EU VIVO COM PRESSA.

Não vou dizer que não tinha percebido. Mas ontem, tive que cair na real.

Realmente, eu ando com uma certa urgência "urgentíssima", no meu fazer. Uma urgência que se esparrama pelo meu ser, pela expressão facial, pela mímica contraída, pela impaciência, que nasce no íntimo, mas se revela no corre-corre. O corre- corre é a ponta do iceberg gelado, o interior é a chaleira de água fervente.

Essa urgência é feita de pressa, e a pressa é inimiga da perfeição, já dizia minha avó.

É feita de uma tensão exagerada nas mãos, até quando escovo os dentes: a gengiva sangra.

É feita de um coração atleta, que a cada dia dispara mais, sem nenhum motivo aparente: um simples toque de telefone e ele foge, assustado, com medo.

É feita de mão incerta, trêmula, desordenada: quando vou separar a clara da gema do ôvo, a gema cai no chão e o ambiente fede.

É feita de várias panelas ao fogo;uma delas acaba por queimar.

É feita de um telefone preso no ombro, de pernas que sobem e descem escadas, de olhos que lêem, enquanto falo.

É feita de multas por excesso de velocidade.

É feita de querer responder todos os e-mails, todos os recados do orkut, todos os telefonemas, ao mesmo tempo.

É feita de um sentir-se responsável por todos os sentimentos que cativei naqueles que me acham "uma pessoa tão legal!"

* _Dados_
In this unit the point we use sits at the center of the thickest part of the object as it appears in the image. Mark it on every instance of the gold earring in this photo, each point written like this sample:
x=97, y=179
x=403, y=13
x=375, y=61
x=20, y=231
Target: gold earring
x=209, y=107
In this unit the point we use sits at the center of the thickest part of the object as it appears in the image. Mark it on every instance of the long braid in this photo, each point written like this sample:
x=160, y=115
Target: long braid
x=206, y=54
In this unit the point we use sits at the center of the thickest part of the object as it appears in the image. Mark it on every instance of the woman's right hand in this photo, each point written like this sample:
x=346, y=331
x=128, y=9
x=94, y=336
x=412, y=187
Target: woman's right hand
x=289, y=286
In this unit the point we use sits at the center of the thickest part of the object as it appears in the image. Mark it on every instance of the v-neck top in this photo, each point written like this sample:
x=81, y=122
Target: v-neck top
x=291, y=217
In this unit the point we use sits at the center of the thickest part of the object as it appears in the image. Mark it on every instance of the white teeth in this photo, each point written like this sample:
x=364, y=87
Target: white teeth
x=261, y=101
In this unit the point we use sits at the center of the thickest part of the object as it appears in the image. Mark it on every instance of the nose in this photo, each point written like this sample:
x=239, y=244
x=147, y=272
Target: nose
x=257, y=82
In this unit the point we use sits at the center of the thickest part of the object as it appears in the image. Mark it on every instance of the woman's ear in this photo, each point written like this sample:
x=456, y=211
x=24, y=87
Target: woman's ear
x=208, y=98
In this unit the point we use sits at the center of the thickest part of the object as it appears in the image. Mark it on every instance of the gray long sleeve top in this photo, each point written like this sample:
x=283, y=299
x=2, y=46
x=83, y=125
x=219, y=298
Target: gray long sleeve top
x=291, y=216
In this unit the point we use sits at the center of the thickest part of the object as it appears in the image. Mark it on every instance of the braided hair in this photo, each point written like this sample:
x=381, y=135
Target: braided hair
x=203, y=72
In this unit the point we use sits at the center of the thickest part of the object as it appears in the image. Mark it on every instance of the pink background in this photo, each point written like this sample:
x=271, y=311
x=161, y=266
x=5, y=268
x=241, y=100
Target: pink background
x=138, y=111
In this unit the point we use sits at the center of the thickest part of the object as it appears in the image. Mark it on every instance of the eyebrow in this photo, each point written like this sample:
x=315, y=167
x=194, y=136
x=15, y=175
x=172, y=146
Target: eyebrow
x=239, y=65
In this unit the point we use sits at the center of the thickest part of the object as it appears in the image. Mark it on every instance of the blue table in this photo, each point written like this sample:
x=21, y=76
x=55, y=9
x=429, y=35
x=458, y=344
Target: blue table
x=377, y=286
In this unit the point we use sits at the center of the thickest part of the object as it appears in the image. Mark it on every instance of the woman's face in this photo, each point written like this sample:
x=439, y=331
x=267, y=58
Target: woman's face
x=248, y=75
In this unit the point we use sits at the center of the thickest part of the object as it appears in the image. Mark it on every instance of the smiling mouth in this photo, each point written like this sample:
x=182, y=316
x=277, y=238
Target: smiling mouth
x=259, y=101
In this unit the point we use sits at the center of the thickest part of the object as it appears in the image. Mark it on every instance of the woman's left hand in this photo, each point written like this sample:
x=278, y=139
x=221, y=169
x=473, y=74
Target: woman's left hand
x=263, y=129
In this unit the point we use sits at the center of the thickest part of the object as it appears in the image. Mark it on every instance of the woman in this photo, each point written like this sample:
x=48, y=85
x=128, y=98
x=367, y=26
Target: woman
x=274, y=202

* _Lista de exercícios_
• A. No texto de leitura, o que acontece com a gengiva durante a escovação dos dentes?
• B. Escreva uma continuação para o texto de leitura, começando logo depois da última frase.

* _Respostas por exercício_
• A. A gengiva sangra, por causa da tensão exagerada nas mãos.

• B.
É feita de esquecimentos involuntários: o corpo não acompanha a mente que move e se adianta na velocidade do som.

É feita de querer conversar e ler ao mesmo tempo: enquanto o outro fala, eu respondo, mas também leio. Consigo ler sem ser lida.

É feita de tantas coisas...

Estou sempre querendo chegar "lá". Mas quando chego "lá", o "lá "se torna aqui. Certa vez li essa expressão em algum lugar, que, agora, se encaixa feito luva em mim.

Há um vulcão em erupção e as larvas estão descendo, atravessando e percorrendo o território, com hora marcada para chegar. E nunca chegam.

Sei que existe terapia para isso, mas não quero fazer terapia. Sei que o terapeuta vai me dizer para exercitar o "aqui e o agora." Mas eu quero ser a minha terapeuta. Quero aprender, ouvindo a voz da sabedoria que habita em mim e que já me pediu para des-acelerar.

Porque a voz de Deus fala. Ontem, a voz de Deus, falou pela boca da Nalva. Nalva é a Marinalva, aquela que virou crônica aqui no Recanto. Foi ela quem me disse:" Ana, porque você tem tanta pressa? Porque essa afobação toda? O dia está inteiro, mulher! Já faz tempo que te vejo se consumindo nessa "fazeção". Se economize...!" Foi aí que cai na real. Até Nalva viu, e "só Carolina não viu"?

Preciso me economizar. Preciso buscar a suavidade nos gestos, nas palavras, nas atitudes, aonde ela puder ser encontrada. Mas esses encontros devem acontecer dentro de mim. Não podem ser externos. Se marco um encontro com a tranquilidade, na paisagem de um rio, na calma de um campo, no deserto lunar, quando eu os deixar, e quando eles me deixarem, nos esqueceremos mutuamente. Por isso, tenho que buscar a calma no porão do navio, naquele lugar dentro de mim, onde, algum dia, a serenidade ficou e eu fui.

Viver com pressa é como habitar um planeta vazio onde tudo precisa ser criado. Onde tudo depende de nós. É como se os 7 dias da criação estivessem esperando a nossa ordem para trazerem todas as coisas à existência.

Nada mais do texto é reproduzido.